Starting with the line that contains "the green hedge", reproduce each line through the end of the listing below, with no other output.
————
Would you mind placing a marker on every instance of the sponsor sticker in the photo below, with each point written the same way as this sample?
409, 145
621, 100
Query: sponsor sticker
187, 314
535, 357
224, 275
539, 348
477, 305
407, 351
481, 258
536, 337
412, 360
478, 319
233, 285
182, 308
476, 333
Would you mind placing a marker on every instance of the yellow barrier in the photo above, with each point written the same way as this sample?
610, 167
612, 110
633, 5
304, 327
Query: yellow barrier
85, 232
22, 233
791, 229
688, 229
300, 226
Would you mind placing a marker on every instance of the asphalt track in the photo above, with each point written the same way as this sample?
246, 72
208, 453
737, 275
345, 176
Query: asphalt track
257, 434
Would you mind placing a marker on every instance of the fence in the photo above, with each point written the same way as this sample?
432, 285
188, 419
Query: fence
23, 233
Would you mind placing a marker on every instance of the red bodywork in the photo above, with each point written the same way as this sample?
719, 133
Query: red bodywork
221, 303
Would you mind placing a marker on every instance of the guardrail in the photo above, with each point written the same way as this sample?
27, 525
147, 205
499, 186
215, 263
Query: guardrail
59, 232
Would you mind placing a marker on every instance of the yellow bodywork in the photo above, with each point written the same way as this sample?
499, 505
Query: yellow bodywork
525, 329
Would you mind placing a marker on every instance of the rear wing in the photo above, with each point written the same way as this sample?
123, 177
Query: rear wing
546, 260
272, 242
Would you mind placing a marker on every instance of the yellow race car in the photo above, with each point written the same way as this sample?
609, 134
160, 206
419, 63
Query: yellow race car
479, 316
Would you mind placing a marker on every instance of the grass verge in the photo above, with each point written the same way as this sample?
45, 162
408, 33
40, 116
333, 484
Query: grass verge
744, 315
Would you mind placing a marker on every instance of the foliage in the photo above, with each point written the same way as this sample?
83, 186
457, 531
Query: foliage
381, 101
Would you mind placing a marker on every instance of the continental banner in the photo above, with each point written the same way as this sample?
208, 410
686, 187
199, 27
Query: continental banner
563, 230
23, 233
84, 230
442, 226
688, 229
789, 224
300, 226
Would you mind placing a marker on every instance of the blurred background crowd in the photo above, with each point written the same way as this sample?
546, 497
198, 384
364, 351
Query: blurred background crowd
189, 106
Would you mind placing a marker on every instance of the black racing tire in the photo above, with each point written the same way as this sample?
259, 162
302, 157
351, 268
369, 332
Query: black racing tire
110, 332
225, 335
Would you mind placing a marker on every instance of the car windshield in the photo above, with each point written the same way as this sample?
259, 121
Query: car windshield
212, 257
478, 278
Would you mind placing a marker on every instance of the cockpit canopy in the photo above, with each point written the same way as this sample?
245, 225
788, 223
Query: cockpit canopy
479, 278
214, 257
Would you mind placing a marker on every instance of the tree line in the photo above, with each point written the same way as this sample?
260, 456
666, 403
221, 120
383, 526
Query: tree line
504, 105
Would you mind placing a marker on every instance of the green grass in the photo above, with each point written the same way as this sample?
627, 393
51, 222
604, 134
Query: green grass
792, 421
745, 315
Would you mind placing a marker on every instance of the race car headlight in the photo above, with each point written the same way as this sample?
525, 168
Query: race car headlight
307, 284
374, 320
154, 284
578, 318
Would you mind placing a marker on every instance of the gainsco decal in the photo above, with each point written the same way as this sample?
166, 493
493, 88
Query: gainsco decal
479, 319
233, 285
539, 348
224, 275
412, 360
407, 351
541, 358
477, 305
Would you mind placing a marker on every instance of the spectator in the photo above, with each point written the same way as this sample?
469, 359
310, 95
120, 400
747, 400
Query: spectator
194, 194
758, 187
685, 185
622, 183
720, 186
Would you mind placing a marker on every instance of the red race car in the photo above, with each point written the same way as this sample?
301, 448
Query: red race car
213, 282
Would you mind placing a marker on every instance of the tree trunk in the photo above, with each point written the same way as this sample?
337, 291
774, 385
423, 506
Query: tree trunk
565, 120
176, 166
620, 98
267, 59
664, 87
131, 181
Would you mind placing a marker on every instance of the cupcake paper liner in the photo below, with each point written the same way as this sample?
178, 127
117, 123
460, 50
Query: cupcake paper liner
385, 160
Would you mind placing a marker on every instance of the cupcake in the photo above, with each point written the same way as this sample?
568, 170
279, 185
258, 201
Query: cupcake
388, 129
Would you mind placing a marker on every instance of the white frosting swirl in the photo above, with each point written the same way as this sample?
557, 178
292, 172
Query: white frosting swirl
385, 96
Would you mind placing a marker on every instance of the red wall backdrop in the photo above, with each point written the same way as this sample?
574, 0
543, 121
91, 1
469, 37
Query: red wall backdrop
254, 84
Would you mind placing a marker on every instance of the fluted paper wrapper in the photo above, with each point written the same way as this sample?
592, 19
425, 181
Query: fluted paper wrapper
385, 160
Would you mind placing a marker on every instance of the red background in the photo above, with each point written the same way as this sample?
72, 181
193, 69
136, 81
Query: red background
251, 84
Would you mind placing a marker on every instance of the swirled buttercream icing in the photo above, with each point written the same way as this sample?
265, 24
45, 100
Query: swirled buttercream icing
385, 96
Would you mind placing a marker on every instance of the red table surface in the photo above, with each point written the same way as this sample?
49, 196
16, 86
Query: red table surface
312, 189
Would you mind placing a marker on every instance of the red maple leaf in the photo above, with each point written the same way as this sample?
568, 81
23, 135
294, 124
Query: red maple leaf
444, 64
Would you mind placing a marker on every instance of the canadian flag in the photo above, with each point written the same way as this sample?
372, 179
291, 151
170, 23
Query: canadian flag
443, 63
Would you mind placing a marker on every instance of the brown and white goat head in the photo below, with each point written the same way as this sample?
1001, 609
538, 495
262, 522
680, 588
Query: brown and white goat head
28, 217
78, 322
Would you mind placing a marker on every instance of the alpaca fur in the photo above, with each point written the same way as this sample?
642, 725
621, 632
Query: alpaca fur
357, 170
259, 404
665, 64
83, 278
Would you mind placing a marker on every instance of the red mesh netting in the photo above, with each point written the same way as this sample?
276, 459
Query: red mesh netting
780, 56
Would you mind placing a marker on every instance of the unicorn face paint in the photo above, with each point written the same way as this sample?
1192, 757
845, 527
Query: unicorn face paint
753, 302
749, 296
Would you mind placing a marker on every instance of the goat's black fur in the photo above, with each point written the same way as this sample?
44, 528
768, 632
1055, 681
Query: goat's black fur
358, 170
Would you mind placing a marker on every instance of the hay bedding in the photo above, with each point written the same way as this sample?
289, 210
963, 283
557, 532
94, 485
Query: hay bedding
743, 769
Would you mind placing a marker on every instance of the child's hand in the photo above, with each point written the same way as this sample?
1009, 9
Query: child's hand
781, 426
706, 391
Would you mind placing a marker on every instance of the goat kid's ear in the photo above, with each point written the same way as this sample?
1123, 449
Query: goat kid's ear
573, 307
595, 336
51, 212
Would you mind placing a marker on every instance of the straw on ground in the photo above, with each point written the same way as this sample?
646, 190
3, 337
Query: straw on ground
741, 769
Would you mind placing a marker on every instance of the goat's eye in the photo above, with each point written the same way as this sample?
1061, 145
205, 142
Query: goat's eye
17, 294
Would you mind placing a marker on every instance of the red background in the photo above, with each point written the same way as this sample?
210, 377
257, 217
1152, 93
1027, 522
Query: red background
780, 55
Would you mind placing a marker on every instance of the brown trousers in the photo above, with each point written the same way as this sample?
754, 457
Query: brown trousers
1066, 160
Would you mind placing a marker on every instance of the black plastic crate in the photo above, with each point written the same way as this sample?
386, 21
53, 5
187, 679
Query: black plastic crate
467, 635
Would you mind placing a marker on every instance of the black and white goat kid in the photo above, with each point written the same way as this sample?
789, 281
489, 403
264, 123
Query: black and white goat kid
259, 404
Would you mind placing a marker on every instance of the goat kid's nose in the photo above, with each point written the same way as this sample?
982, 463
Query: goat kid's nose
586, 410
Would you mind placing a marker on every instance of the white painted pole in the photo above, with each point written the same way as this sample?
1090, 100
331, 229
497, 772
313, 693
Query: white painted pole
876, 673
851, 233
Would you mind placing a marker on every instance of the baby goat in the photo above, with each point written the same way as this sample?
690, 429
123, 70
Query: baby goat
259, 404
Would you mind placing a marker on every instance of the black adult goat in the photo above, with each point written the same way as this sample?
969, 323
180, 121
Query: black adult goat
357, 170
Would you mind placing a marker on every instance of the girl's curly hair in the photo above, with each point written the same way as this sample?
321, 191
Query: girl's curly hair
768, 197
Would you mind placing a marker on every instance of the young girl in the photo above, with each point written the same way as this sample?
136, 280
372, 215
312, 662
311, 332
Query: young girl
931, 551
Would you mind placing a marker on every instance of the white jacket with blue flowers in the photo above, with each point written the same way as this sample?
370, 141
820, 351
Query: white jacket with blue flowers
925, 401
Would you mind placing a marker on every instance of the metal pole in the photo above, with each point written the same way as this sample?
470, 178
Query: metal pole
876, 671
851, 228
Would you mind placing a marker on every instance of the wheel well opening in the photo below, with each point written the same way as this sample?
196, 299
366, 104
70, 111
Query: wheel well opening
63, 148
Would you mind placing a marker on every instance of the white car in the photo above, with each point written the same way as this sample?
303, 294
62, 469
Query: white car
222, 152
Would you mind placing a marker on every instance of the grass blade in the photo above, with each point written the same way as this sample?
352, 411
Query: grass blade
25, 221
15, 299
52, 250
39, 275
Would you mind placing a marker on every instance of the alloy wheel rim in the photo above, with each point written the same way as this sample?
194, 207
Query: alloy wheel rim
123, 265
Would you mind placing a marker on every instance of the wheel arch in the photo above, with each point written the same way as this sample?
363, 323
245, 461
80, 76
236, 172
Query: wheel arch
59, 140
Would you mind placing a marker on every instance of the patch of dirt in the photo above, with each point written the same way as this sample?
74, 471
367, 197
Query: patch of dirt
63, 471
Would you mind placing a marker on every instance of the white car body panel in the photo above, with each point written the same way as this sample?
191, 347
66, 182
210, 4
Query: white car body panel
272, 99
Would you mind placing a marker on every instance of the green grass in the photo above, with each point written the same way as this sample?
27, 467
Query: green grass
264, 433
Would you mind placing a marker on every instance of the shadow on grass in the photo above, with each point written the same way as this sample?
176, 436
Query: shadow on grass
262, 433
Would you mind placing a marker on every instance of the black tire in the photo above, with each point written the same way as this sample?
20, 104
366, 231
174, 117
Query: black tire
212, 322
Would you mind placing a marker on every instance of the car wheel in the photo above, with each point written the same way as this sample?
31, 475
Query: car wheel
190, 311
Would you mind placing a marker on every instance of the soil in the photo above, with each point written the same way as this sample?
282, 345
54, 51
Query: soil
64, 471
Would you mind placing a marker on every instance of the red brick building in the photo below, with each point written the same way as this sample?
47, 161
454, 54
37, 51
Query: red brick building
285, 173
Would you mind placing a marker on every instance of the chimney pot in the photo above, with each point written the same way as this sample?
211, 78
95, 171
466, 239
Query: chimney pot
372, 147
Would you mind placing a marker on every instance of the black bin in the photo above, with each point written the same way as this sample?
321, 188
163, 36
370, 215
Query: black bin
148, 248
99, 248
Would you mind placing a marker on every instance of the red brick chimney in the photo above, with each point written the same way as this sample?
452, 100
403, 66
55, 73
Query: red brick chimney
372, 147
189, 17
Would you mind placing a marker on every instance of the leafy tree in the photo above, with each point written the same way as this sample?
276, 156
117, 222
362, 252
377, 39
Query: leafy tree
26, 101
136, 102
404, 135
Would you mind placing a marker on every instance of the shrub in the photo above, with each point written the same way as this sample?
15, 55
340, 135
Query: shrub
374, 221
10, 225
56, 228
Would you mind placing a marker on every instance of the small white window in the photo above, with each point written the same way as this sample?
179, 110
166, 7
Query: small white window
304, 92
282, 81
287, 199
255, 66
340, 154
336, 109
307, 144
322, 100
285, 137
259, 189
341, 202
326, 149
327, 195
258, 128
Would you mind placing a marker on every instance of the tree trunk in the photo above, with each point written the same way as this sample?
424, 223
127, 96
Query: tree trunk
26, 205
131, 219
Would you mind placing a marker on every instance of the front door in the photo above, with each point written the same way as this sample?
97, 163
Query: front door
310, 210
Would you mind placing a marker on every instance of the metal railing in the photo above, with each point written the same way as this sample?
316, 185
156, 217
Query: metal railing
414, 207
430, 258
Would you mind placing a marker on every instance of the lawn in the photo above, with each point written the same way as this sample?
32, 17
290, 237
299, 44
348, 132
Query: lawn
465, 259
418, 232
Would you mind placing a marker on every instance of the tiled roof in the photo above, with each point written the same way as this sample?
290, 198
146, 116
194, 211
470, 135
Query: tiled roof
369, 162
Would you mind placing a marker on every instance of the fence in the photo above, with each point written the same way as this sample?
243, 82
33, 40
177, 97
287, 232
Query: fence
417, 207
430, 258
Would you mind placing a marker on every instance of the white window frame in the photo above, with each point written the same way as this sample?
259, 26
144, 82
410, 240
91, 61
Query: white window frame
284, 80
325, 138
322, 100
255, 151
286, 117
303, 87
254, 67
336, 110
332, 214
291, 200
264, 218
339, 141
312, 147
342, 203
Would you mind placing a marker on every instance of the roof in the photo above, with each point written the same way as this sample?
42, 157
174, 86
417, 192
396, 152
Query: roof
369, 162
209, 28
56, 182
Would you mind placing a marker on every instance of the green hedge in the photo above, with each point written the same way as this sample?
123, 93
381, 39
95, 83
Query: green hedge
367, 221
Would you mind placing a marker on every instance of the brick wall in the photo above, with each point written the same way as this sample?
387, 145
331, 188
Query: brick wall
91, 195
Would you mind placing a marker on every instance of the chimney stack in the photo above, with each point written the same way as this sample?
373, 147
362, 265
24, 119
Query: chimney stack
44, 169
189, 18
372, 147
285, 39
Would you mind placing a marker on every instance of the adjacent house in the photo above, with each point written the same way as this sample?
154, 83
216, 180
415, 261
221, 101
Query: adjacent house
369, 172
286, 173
————
Output for this exercise
Would you mind placing a marker on every instance of the green hedge in the photo above, with each point written the same way as this sample?
123, 93
381, 39
95, 83
Query: green hedge
367, 221
Would you mind placing a marker on every instance of the brick wall in the photo above, with each point written the same way as this sample?
387, 145
331, 188
Query: brick wall
91, 195
Would you mind placing a marker on every instance of the chimney stack in the photo above, with each point written the same way as this sample?
373, 147
362, 265
24, 119
Query: chimney stack
44, 169
189, 18
372, 147
285, 39
Would you mind placing a marker on every instance of the adjacent house in the photo above, with each point written the same way as this sample?
154, 83
216, 180
415, 261
221, 101
Query: adjacent house
369, 172
286, 173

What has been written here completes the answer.